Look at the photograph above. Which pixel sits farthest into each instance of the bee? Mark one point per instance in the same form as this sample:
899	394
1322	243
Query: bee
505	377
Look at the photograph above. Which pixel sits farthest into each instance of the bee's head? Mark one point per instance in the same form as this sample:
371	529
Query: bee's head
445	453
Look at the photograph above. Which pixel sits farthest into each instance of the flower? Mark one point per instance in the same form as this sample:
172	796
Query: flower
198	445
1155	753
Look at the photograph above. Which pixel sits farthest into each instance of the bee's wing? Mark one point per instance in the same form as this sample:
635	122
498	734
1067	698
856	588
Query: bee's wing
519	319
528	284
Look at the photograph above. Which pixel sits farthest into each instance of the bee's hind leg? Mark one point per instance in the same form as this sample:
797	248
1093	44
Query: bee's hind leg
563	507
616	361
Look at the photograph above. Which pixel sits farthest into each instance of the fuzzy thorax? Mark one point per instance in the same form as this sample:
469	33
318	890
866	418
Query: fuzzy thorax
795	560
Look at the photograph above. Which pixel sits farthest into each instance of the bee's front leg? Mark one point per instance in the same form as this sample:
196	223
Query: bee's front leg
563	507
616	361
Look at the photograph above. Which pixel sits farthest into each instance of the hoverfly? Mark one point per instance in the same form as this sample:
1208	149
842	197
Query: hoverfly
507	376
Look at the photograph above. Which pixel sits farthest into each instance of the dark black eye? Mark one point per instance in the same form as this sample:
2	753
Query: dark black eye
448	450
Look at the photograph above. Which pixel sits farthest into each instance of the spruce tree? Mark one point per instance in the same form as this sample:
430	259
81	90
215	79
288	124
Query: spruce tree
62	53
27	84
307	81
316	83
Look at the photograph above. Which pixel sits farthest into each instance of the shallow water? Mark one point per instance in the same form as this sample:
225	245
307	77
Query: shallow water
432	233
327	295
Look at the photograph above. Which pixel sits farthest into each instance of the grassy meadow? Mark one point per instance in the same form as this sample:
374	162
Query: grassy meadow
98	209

::::::::

_WORK INSTRUCTIONS_. Write out each line of the data above again, exactly as given.

_SOLUTION_.
Look at the photograph above. Which pixel sits farthest into each instance of the bee? Mark one point per instance in the same form as this sample:
899	394
1322	243
Query: bee
505	377
Look at the photograph above. Which pixel sits farthest into each instance of the bee's head? Mark one point per instance in the same form as this sample:
371	529
Query: bee's head
445	453
Look at the photograph above. Which pixel sits farthest into each instance of the flower? Mark one point per instance in the same form as this sample:
172	796
Query: flower
198	445
1155	753
Look at the photograph above. Which pixel sits farthest into each instance of the bee's wing? Mark one point per instance in the same form as this sample:
635	122
498	734
1067	698
856	588
Query: bee's wing
519	319
528	284
Look at the photograph above. Which pixel sits farthest into each instance of the bee's hind leg? Mark one point per instance in the same form as this sample:
797	248
1093	44
Query: bee's hind leg
563	507
616	361
Look at the photograph above. Which pixel sits farthest into each instance of the fuzzy thorax? Mark one point per instance in the same form as this sample:
469	33
318	890
866	418
Query: fuzzy thorax
795	560
Look at the photograph above. Which pixel sits farthest into each instance of the bee's front leg? Mark one point per instance in the same form as this sample:
196	223
Query: bee's front leg
563	507
616	361
Look at the photograph above. Which pixel sits farthest into each instance of the hoverfly? Mark one point per instance in the same form as this sample:
1208	149
842	197
Query: hoverfly
507	376
Look at the photograph above. Which pixel sits farthest into each instance of the dark black eye? Mark one point per instance in the same form as this sample:
2	753
Query: dark black eye
448	450
Look at the photograph above. Which pixel sits farthest into each instance of the spruce tree? Mark one point per instance in the same form as this sample:
430	259
81	90
215	79
288	124
Query: spruce tree
62	53
27	84
307	81
316	83
Look at the photograph above. Which pixel sits farthest into each instance of the shallow water? Mark one point per instance in the same form as this sample:
225	245
307	77
Query: shallow water
432	233
327	295
Look at the photograph above. Which pixel sits farthest into each instance of the grassy meadow? Mark one point per instance in the same form as this sample:
374	162
Query: grassy meadow
98	209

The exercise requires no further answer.